Task requirements> Write out the material exactly, with the pictures left out.

Begin Provided data

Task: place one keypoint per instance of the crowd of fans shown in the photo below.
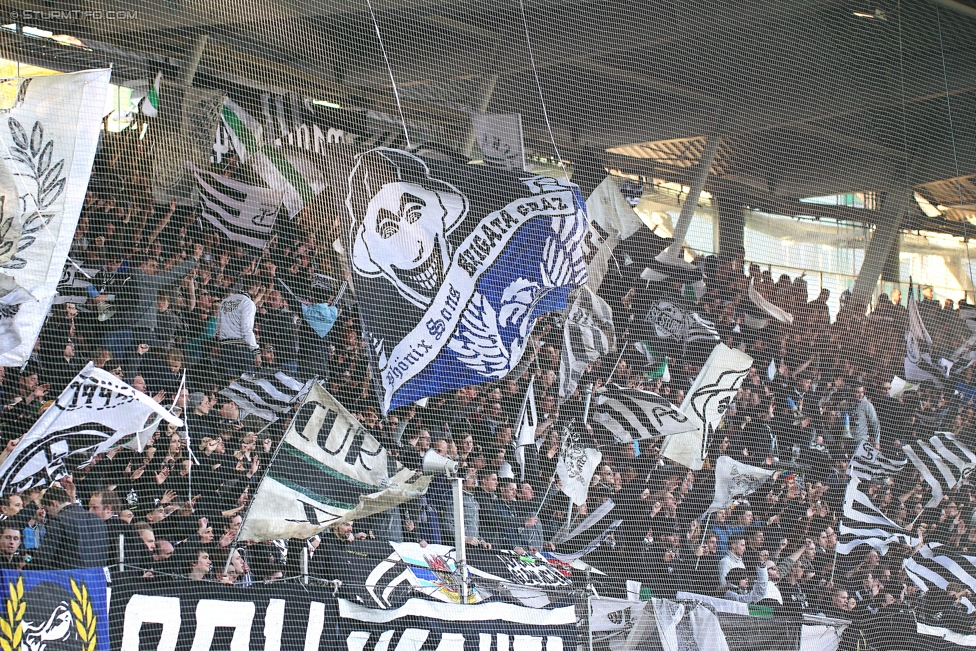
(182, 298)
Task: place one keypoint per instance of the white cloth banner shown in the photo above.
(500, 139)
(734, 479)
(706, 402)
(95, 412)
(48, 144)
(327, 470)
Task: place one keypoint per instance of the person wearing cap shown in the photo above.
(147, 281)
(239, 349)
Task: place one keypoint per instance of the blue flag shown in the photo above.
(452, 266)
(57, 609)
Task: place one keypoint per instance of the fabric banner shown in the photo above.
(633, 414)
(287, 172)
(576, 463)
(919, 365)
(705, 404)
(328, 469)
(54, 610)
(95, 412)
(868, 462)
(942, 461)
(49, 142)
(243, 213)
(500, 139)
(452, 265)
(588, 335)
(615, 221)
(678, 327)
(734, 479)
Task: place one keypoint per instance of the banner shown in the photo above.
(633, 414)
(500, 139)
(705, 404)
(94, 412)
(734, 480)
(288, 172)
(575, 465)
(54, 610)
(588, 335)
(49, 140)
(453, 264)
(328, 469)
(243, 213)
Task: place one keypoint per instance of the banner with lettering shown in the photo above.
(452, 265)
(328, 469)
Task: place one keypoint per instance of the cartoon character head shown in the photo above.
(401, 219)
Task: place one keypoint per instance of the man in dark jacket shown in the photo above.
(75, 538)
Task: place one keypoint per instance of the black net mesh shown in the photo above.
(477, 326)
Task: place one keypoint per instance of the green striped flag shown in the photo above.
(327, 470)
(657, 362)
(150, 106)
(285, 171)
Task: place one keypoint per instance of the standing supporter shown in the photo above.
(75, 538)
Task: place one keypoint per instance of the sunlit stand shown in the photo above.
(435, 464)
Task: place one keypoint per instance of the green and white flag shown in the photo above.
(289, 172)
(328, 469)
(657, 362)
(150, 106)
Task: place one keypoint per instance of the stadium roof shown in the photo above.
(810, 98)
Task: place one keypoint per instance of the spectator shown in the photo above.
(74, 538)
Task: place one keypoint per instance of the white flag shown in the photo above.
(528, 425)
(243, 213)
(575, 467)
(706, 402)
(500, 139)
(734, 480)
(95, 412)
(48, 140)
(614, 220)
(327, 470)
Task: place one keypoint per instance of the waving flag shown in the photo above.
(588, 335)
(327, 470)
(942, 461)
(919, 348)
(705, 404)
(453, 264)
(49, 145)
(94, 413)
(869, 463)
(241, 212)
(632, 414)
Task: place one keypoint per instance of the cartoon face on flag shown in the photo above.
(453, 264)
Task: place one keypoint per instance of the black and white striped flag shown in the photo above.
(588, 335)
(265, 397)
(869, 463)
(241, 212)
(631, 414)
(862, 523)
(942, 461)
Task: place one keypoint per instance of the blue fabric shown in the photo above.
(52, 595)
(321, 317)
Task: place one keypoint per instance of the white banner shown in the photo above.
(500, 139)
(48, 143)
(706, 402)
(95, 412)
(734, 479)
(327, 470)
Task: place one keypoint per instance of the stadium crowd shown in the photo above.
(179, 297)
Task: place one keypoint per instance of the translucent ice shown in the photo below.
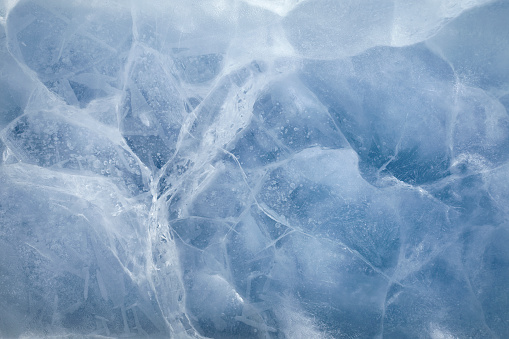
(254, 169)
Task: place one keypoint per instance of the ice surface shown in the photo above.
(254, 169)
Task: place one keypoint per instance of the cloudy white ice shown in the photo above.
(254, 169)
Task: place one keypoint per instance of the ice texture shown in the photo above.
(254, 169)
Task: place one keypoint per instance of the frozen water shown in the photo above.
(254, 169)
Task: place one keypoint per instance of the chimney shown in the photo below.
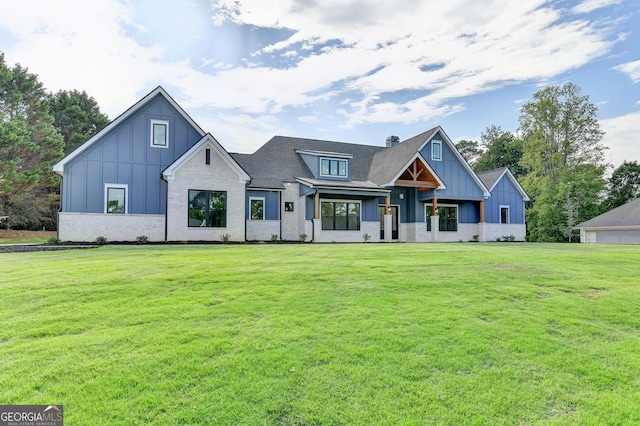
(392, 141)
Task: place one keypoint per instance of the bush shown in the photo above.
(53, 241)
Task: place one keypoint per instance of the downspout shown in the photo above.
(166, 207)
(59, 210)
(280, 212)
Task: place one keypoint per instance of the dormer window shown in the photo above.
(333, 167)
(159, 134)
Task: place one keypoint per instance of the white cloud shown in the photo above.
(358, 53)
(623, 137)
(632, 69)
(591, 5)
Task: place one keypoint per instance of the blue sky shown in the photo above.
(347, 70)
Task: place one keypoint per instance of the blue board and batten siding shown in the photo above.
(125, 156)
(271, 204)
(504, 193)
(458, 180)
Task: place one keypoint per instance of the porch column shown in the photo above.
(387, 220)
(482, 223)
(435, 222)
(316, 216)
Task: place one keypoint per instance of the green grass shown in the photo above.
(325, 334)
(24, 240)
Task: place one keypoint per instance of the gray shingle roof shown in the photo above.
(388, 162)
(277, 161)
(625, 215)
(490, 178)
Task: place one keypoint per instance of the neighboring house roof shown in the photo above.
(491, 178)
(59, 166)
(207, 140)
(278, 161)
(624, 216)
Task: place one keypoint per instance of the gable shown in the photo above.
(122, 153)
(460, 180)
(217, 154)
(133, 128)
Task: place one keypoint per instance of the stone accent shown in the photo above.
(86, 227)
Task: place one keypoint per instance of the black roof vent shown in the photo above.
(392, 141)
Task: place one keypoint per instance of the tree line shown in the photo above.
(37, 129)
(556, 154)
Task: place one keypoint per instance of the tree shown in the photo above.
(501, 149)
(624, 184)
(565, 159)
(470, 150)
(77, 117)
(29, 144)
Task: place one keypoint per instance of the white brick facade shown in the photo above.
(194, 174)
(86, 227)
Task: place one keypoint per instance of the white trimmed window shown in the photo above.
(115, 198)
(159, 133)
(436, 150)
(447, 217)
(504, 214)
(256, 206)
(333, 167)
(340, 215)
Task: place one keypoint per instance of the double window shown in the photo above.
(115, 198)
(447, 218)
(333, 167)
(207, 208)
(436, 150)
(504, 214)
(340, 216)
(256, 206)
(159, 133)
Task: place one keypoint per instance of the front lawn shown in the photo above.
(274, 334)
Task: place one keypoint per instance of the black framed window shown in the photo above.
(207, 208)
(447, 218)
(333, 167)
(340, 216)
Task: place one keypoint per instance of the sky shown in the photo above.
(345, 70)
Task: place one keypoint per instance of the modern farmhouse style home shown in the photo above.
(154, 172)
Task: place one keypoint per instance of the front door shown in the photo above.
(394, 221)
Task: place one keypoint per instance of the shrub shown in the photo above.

End Provided data

Solution to the exercise>
Task: place one keypoint per instance of the crowd of fans shown in the photo below.
(182, 298)
Task: place one keypoint per instance of the white cloth banner shown in the photo above.
(500, 139)
(734, 479)
(706, 402)
(95, 412)
(48, 144)
(327, 470)
Task: place one keypoint per instance of the person wearing cap shown in the photo above.
(147, 281)
(239, 349)
Task: place one keypoint per instance of the blue flag shown in the photo above.
(452, 266)
(57, 609)
Task: place one keypoint per instance of the fabric banner shown in the photo above.
(633, 414)
(287, 172)
(576, 463)
(919, 365)
(705, 404)
(328, 469)
(54, 610)
(95, 412)
(868, 462)
(942, 461)
(49, 142)
(243, 213)
(500, 139)
(452, 265)
(588, 335)
(615, 221)
(678, 327)
(734, 479)
Task: place one keypoint per instance of the banner shown in the photo above.
(633, 414)
(500, 139)
(705, 404)
(94, 412)
(734, 480)
(288, 172)
(575, 465)
(54, 610)
(588, 335)
(49, 140)
(453, 264)
(328, 469)
(243, 213)
Task: place one keypoint per instance of the banner with lettering shown in the photo above.
(452, 265)
(328, 469)
Task: place one keypoint per instance of the cartoon character head shown in the photo above.
(401, 219)
Task: place one keypoint per instance of the man in dark jacket shown in the photo above.
(75, 538)
Task: place one keypoint per instance of the black net mesh shown in the photo above.
(477, 326)
Task: place one keypoint per instance of the green striped flag shown in the photo above.
(327, 470)
(657, 362)
(150, 106)
(285, 171)
Task: place one keypoint per instance of the standing supporter shown in the photo above.
(75, 538)
Task: place one keypoint per instance of the sunlit stand shown in the photo above.
(435, 464)
Task: place one keypoint per instance of the green and white flag shown in the photo above.
(289, 172)
(328, 469)
(657, 362)
(150, 106)
Task: place one keypoint per instance of the stadium roof shown in the photo above.
(810, 98)
Task: place one keypoint per instance of the spectator shown in the photo above.
(74, 538)
Task: place one keypoint per instance of the white flag shown in the photo above.
(528, 425)
(243, 213)
(575, 467)
(706, 402)
(500, 139)
(734, 480)
(95, 412)
(48, 140)
(614, 220)
(327, 470)
Task: place one keypoint per instance of the waving flag shown in the photo above.
(588, 335)
(327, 470)
(942, 461)
(919, 348)
(705, 404)
(453, 264)
(49, 145)
(94, 413)
(869, 463)
(241, 212)
(632, 414)
Task: place one keypoint per instance of the cartoon face on flag shown in the photo above.
(453, 264)
Task: place one keypoint per instance of the black and white striped flag shown in the photo above.
(588, 335)
(265, 397)
(869, 463)
(241, 212)
(631, 414)
(862, 523)
(942, 461)
Task: place one keypoint per instance of the blue fabric shown in the photo above.
(52, 595)
(321, 317)
Task: place one keypoint per instance of the white banner shown in the photo above.
(500, 139)
(48, 143)
(706, 402)
(95, 412)
(734, 479)
(327, 470)
Task: place one keypoint per instance of the stadium crowd shown in the photo above.
(179, 297)
Task: place one keypoint per instance of the translucent ice shown in the photo below.
(254, 169)
Task: place one keypoint per instance of the ice surface shown in the photo above.
(254, 169)
Task: place one keypoint per instance of the cloudy white ice shown in the photo above.
(254, 169)
Task: place one keypoint per instance of the ice texture shown in the photo above.
(254, 169)
Task: place one keypoint per instance of the frozen water shown in the photo above.
(254, 169)
Task: place one keypoint per instance of the chimney shown in the photo below.
(392, 141)
Task: place one keypoint per instance of the bush shown in the photo above.
(53, 241)
Task: place one keypoint per instance of the downspout shown in the photo above.
(166, 207)
(59, 210)
(280, 212)
Task: place one keypoint per instance of the dormer window shown in the photo above.
(333, 167)
(159, 134)
Task: place one keypoint per instance of the white cloud shown in the photo above.
(358, 53)
(623, 137)
(632, 69)
(591, 5)
Task: place one keypoint per instance of the blue sky shown in the photo above.
(347, 70)
Task: place one keypoint per instance of the blue board and batten siding shown in the photo above.
(125, 156)
(271, 204)
(504, 193)
(458, 180)
Task: place one keypoint per instance of the porch column shown in the photo above.
(387, 220)
(482, 223)
(435, 222)
(316, 216)
Task: place one keypoint per instance of the green grass shown in the photo above.
(325, 334)
(24, 240)
Task: place one keypoint per instance of the gray shingle roof shown in the photo above.
(388, 162)
(277, 161)
(625, 215)
(490, 178)
Task: place one keypoint per instance of the neighboring house roof shown in the photo above.
(491, 178)
(59, 166)
(207, 140)
(278, 161)
(624, 216)
Task: place one keypoint per instance of the gable shown in the photo above.
(122, 153)
(460, 180)
(217, 154)
(133, 128)
Task: place one keypoint per instance of the stone accent shown in the photo above.
(86, 227)
Task: place one keypoint per instance of the black roof vent shown in the photo above.
(392, 141)
Task: place one keypoint per instance of the tree line shown in the photo above.
(37, 129)
(556, 154)
Task: place one keypoint per instance of the tree shown in the photo above.
(501, 149)
(624, 184)
(565, 159)
(470, 150)
(77, 117)
(29, 144)
Task: place one keypoint per instance of the white brick facade shown in the photo above.
(194, 174)
(86, 227)
Task: place one keypoint per instance of the white trimmed window shown in the photo above.
(115, 198)
(159, 133)
(436, 150)
(447, 217)
(504, 214)
(256, 206)
(333, 167)
(340, 215)
Task: place one keypoint per instance of the double window shown in the photo above.
(115, 198)
(447, 218)
(333, 167)
(207, 208)
(436, 150)
(504, 214)
(340, 216)
(256, 206)
(159, 133)
Task: place one keypoint per instance of the front lawn shown in the photo above.
(274, 334)
Task: place one keypoint per instance of the black framed window shown in the photo above.
(207, 208)
(447, 218)
(333, 167)
(340, 216)
Task: place one keypoint per instance of the sky shown in the photo above.
(345, 70)
Task: place one keypoint per instance of the modern farmhouse style home shown in the photo above.
(154, 172)
Task: place one keypoint per instance of the front door shown in the photo above.
(394, 221)
Task: place one keypoint per instance of the shrub shown in the photo above.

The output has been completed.